• [DIRECTIONS] Edit the data below by replacing "Would you kindly" with "Could you please" wherever it occurs. Leave everything else unchanged.

• [INFORMATION SHOWN]
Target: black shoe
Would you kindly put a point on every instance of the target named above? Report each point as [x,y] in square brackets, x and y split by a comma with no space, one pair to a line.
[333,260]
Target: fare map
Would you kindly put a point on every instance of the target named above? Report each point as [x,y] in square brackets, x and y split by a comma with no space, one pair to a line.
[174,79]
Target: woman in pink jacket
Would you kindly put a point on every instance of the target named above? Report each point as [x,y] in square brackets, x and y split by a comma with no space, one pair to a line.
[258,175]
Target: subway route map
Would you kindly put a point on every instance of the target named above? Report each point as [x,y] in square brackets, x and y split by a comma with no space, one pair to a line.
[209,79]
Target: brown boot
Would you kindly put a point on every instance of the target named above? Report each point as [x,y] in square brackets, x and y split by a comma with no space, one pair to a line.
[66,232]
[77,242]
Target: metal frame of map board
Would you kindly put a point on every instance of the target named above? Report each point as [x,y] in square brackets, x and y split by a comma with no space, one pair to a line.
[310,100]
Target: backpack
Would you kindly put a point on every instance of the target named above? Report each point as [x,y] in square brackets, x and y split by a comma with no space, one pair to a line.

• [COMPLETE ANSWER]
Target: black shoe
Could you please put a point on every instance of the target named above? Report each point as [x,y] in square brackets, x and y split by a comma with no space, one pair to a line.
[333,260]
Target: fare map
Could you please put a point on every instance of the target named above? Report each point as [x,y] in square brackets, x and y split by a comma with no space, one pair to a line.
[174,79]
Target: woman in pink jacket
Could you please put a point on every instance of the target named above? Report each point as [x,y] in square brackets, x and y split by a comma with no space, one pair to a line.
[258,175]
Target: subway route map
Could you please put a point on every instance of the target named above? Report each point as [x,y] in square brackets, x and y split by a comma with no space, one pair to a line.
[209,79]
Target: brown boot
Could you please put a point on every instance of the target named above? Report each point as [x,y] in square brackets, x and y split by a comma with no space, one pair to a line.
[66,232]
[77,242]
Target: metal frame of map board
Could you please put a point on every instance of the target named above? Report each point as [x,y] in square brackets, x and y split by a comma with no space, one pair to a line.
[310,100]
Target: backpack
Could you please put a point on every instance of the target named above? Report each point as [x,y] in square brackets, x and y split by a comma with no space, one pair to a line.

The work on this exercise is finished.